At a time when many are thinking of family for the holiday season, some are just considering who that family might be.

Each year, November is recognized as National Adoption Awareness Month in North America — but while stories of children lost and children found have run culture-wide for centuries, local author and editor Lynne Van Luven has done her best to gather a team that could bring these tales to light.

“I can remember being a young child in Saskatchewan and there was this boy, Eugene, who was teased mercilessly at school,” Van Luven tells. “He was what we might consider a geek or a nerd these days, but none of that mattered. He was adopted by an older couple that probably couldn’t have their own kids, and so he was labeled and taunted as the ‘freak’ that no one wanted.”

Van Luven says she never knew what happened to Eugene, but that she might understand his pain now, even more than before. Somebody’s Child: Stories About Adoption will launch in Victoria on Tuesday, Nov. 29. This compilation marks Van Luven’s third in a series of anthologies about the 21st-century family, with the newest child following Nobody’s Mother and Nobody’s Father.

Van Luven, UVic Associate Dean of Fine Arts, partnered with Ontario editor Bruce Gillespie to whittle a selection of nearly a hundred submitted works down to 25 final pieces from authors across North America, including a handful from Victoria. The two also enlisted the help of the Victoria-based Choices Adoption Counselling Centre, and worked with the group through editing. Van Luven says that she learned so much through the process that often doesn’t get talked about — namely, that adoption is all around us.

“Because these issues are so complex, we saw that every story would unwrap another unique stigma around the challenge and heartache of adoption. And every story is so emotional, that it was a very difficult editing process,” says Van Luven. “You have to divorce yourself from that ‘great story’ and tell yourself, yes, we already have one like this — let’s get another side.”

______________________________

# [WORK TO COMPLETE]
A – List every book title named in the adoption anthology article.
B – Pick up the adoption anthology article after its final sentence and keep writing it.
The records after this point are separate material and have nothing to do with the adoption article.

# [MATERIAL SHOWN]
______________________________

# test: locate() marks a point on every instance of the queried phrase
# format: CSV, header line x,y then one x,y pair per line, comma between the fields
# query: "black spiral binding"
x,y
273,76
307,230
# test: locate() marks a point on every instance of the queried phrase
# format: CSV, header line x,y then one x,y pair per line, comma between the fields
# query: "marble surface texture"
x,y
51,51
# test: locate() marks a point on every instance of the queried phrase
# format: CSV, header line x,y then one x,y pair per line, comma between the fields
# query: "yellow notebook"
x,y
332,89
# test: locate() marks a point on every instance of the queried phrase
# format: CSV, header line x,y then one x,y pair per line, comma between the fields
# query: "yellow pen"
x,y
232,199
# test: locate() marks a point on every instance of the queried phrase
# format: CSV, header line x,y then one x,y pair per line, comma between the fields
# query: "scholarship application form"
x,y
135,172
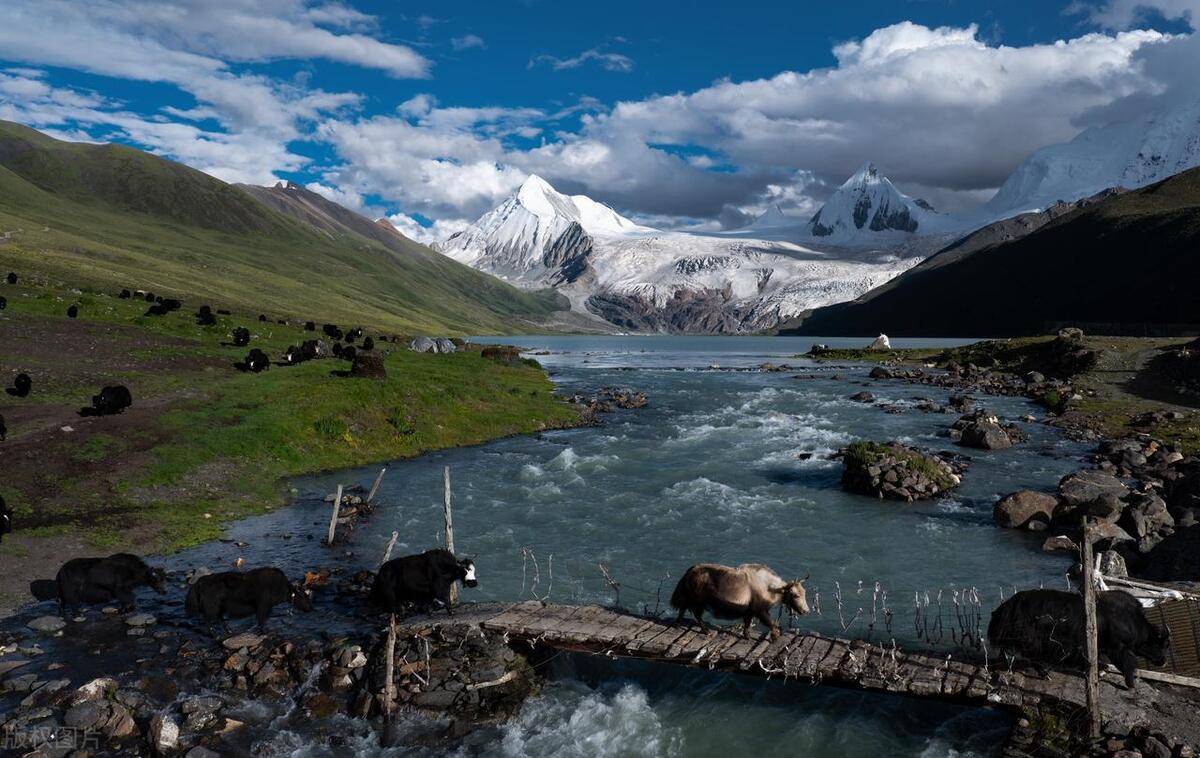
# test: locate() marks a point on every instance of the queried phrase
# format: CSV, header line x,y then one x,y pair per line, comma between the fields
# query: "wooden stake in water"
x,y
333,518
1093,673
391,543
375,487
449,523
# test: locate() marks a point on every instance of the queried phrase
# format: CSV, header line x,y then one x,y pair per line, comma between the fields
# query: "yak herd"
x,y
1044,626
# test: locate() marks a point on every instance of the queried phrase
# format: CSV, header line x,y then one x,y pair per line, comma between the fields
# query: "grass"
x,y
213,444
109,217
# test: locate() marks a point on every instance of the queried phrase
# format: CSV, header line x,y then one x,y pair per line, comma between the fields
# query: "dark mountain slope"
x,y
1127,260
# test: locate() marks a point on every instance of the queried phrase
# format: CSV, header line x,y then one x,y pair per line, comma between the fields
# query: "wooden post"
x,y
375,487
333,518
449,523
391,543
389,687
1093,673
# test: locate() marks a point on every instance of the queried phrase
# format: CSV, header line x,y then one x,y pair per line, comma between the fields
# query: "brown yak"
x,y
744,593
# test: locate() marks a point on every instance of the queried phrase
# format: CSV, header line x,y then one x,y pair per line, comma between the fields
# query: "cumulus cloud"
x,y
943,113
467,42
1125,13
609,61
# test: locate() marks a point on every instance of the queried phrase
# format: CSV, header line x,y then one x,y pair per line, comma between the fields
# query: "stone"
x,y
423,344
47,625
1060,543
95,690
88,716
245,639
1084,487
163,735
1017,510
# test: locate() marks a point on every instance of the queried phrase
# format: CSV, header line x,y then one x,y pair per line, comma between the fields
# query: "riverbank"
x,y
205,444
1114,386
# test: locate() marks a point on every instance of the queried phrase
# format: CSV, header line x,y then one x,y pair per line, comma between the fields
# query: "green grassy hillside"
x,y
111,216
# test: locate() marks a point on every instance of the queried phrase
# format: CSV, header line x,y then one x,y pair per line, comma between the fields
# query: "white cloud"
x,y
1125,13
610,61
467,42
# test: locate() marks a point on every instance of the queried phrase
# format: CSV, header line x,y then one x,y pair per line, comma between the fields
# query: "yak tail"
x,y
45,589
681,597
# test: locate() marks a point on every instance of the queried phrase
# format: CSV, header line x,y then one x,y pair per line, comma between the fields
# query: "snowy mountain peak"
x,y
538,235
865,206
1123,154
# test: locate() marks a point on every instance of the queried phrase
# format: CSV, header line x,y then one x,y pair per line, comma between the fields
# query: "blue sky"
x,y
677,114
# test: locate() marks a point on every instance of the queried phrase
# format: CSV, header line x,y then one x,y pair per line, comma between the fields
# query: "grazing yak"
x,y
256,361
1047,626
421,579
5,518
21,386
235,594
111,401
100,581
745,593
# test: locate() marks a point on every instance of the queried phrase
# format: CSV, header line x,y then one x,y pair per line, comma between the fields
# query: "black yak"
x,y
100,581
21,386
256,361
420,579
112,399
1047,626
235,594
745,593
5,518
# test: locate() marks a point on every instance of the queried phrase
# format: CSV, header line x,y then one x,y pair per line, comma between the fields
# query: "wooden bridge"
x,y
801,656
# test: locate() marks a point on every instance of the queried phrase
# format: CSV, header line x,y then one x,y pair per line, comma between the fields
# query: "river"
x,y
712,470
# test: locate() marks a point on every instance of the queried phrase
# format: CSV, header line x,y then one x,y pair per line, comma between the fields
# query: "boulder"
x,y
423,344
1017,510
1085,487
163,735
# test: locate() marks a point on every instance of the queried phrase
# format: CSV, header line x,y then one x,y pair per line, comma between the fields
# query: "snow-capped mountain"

______________________________

# [EXPECTED OUTPUTS]
A –
Somebody's Child: Stories About Adoption
Nobody's Mother
Nobody's Father

B –
With stories flooding in from all angles of adoption, the final 25 range from the classic young woman forced to give up her baby to the child who is always looking for an unknown face in the crowd, to the gay parent, the sibling dynamics and more. While a lot has changed over the decades, she says, teasing still exists, and children still have to fight stigmas, sometimes on their own.

Van Luven started her series with Nobody’s Mother after enduring criticism in her personal life for choosing not to have children. Just as with the most recent anthology, writing poured in from like-minded women (then from men in Nobody’s Father) who shared Van Luven’s battles, sorrows and steadfastness. While Van Luven has no direct experience with adoption herself, readers and other writers were begging for the chance to tackle the topic. When the editors put out the call for submissions nearly two years ago, the response was tremendous. She adds, however, this will be the last of the series.

“I think I had this idea that adoption was a neutral subject in 2011, but, in fact, it is so political,” says Van Luven. “We might not think of adoption as a taboo subject anymore, but it is still very hard to deal with in our culture, and that’s part of the reason there is still so much secrecy that seems to linger around it — whether in people’s feelings about the issues, or in their own understanding of where they came from.”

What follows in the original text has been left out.